<<<<

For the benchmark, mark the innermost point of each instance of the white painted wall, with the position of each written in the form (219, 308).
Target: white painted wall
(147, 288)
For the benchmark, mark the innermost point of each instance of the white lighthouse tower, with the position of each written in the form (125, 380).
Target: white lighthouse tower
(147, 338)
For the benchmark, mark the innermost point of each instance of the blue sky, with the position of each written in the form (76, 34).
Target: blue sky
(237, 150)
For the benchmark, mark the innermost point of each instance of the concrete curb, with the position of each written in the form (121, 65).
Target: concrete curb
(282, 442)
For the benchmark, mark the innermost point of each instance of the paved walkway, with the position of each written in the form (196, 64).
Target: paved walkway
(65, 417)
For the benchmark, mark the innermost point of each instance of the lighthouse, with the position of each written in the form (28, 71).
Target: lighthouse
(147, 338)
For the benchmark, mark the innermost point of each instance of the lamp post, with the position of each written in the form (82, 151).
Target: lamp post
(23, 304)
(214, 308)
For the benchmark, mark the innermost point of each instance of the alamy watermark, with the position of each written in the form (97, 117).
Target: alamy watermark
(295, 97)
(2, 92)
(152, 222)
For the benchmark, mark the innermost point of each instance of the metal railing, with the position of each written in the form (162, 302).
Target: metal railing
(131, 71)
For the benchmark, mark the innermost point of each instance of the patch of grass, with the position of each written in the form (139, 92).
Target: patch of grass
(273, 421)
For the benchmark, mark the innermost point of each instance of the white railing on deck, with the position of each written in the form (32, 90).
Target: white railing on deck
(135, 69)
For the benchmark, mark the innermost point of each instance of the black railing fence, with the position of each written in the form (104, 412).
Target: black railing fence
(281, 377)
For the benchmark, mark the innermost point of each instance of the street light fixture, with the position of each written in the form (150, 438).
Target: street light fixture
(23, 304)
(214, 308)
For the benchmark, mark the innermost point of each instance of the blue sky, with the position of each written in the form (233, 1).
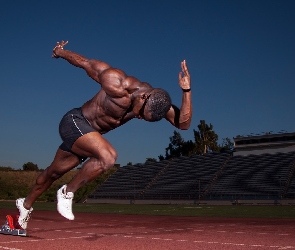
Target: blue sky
(240, 54)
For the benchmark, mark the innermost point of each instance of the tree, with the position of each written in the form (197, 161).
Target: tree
(178, 147)
(29, 166)
(174, 147)
(205, 138)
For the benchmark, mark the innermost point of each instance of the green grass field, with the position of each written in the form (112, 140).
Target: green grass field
(172, 210)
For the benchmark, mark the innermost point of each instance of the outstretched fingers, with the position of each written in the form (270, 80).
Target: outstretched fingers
(59, 45)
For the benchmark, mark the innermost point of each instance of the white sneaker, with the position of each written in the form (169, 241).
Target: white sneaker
(64, 203)
(24, 214)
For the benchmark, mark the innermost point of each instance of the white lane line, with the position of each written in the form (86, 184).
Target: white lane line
(9, 248)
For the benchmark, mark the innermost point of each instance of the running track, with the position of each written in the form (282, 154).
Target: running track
(48, 230)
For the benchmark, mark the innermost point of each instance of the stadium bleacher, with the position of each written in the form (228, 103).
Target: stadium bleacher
(210, 176)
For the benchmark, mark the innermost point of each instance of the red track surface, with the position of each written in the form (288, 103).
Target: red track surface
(48, 230)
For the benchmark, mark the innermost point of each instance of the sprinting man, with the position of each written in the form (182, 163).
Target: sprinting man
(120, 99)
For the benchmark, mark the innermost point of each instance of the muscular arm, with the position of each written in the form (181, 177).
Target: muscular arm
(181, 118)
(93, 68)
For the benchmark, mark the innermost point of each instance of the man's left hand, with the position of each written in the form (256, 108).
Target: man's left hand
(184, 77)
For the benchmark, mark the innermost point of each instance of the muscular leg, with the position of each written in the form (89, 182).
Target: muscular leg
(62, 163)
(102, 157)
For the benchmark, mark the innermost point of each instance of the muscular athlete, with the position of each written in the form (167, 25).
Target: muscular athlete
(120, 99)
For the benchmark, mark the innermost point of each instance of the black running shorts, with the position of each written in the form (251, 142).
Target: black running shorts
(72, 126)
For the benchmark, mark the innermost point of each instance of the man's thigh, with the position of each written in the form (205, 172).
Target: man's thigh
(93, 144)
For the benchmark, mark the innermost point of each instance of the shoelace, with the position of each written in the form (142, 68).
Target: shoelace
(27, 218)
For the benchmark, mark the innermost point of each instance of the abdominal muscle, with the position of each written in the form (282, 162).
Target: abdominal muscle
(104, 114)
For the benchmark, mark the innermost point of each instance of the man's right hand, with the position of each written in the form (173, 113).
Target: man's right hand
(59, 45)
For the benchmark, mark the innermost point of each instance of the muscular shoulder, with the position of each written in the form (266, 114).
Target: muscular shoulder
(115, 81)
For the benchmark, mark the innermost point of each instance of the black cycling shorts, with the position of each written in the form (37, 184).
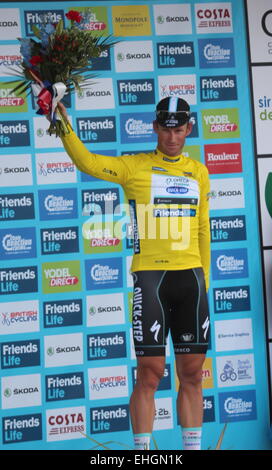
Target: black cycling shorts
(170, 300)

>>>>

**TASK STATEMENT:**
Transcribe every line in the entries above, taking out only the images.

**THE COMPLETED TASK:**
For the benchmark, mark the innermost point of each instance of the white painted wall, with the position of each written in the form (219, 308).
Target: white painted wall
(147, 288)
For the benchmark, mark the innermost point of each instance of the white lighthouse tower, with the position of each written in the form (125, 380).
Target: white lighthouse tower
(147, 338)
For the benchmark, mark the innermost point of each instance of the blue sky, with the position of each written in the form (76, 34).
Target: blue sky
(237, 150)
For the benchmark, mark the innermost point of each instance of the concrete curb, with the position of each written in the form (121, 65).
Target: concrete curb
(282, 442)
For the benchmark, mark the innermost point of each instance of the paved walkway, with the position of each written in the form (196, 64).
Target: paved walkway
(65, 417)
For the benchmark, mark the innermost point of each instance of the lighthouse, with the position of each written in the form (28, 71).
Target: lighthouse
(147, 338)
For the benchmark, mark the innermost point of each instance of the lamp post, with the position of each written in the form (82, 151).
Target: lamp post
(23, 304)
(214, 308)
For the benchmark, mark the innermost point of each instance of the alamy watermark, with the position of each written in the form (97, 117).
Target: alamy watermark
(295, 97)
(2, 92)
(152, 222)
For the benchmark, mark the innermost point of each instance of the metal railing, with the position of each written in the form (162, 302).
Target: metal railing
(131, 71)
For the benchmark, mark the innermost point of each instance of the patch of grass, with the position of each written in the form (139, 92).
Target: patch of grass
(273, 421)
For the benchmark, mark the innermost point of each instance of the white railing on deck, with the position of each written in the form (32, 90).
Target: white railing on deck
(135, 69)
For the benchmark, mark the innermost point of each instance of the black railing fence, with the position of each written in the form (104, 412).
Target: black railing fence
(281, 377)
For the benchmark, mark the innermost point of each instance of the street light fixture, with the position of each written in the form (150, 438).
Target: street light fixture
(23, 304)
(214, 308)
For the benchmark, mark the innermost point of each instance of the blue sky, with the position of each written in the form (233, 1).
Target: blue sky
(240, 54)
For the benchmark, mark the innermost point of each instance of the tree, with the position of each written in the form (197, 161).
Target: tree
(178, 147)
(29, 166)
(174, 147)
(205, 138)
For the benchmark, mark the innermost point of each instance of the green grass field, with the position of each written in the form (112, 140).
Target: green grass field
(172, 210)
For the benchmark, mark the innermost point of each instance of the outstretched fingers, with the position of each written in the form (270, 80).
Target: outstretched fingers
(59, 45)
For the benchmark, mark the innermost point of each instance of the white sneaker, with the position of each written in the form (169, 241).
Target: white sneaker
(64, 203)
(24, 214)
For the benchmark, mark the innermost point of each instance of the white lane line, with the position of each written in the form (86, 184).
Target: white lane line
(9, 248)
For the benchmark, mark the innermost point of each instance of the running track, with the position of each written in the form (282, 154).
Target: running track
(48, 230)
For the benchmark, mark the innermost point of each instance of the stadium bleacher, with the position of each written in the form (228, 103).
Target: stadium bleacher
(210, 176)
For the benchmark, mark the innermost point of each instance of the red track surface, with the position of each written in the form (288, 103).
Target: red track surface
(48, 230)
For the benchmark, mark the innermost point of each instance of the sprinting man, with the position of each written in the form (182, 163).
Target: sprinting man
(120, 99)
For the benchmark, mark the innermost point of each instance of the muscular arm, with the position of each written in the form (181, 177).
Target: muscular arm
(181, 118)
(93, 68)
For the benchmark, mark the innermost point of each instance of the man's left hand, with the position of each written in the form (256, 108).
Target: man's left hand
(184, 77)
For the benchmark, mark the innermost point of each instance of the muscular leg, with the position of each written in the form (89, 182).
Target: muscular leg
(62, 163)
(102, 157)
For the benchmark, mark the innermost point of each instance of the muscular athlete, with the position of each written in the form (167, 25).
Target: muscular athlete
(120, 99)
For the benchmark, mark the innermost point of each instance of the black running shorts, with the position of each written in the form (251, 142).
Target: black running shorts
(72, 126)
For the benchmark, mark the innermost point of each instance of the man's thigh, with the position of each written in the form (205, 172).
Target: man's thigh
(93, 144)
For the benchmark, mark the innermost point of each instance of the shoelace, with the position of each written in the form (142, 68).
Target: shoelace
(27, 218)
For the benchmark, mark the innermost point of each instance of the abdominal muscle, with the position of each written in the form (282, 162).
Target: abdominal muscle
(104, 114)
For the benchmark, mark the innermost point of each instance of the man's right hand, with the position of each written in the form (173, 113).
Target: man's right hand
(59, 45)
For the benchmark, mark the innermost point of each instance of the muscular shoulder, with the position of each written in the form (266, 114).
Target: muscular shoulder
(115, 81)
For the benchmark, mark the innermost point of each instance of the black cycling shorts, with the position of each written in the form (37, 184).
Target: black cycling shorts
(170, 300)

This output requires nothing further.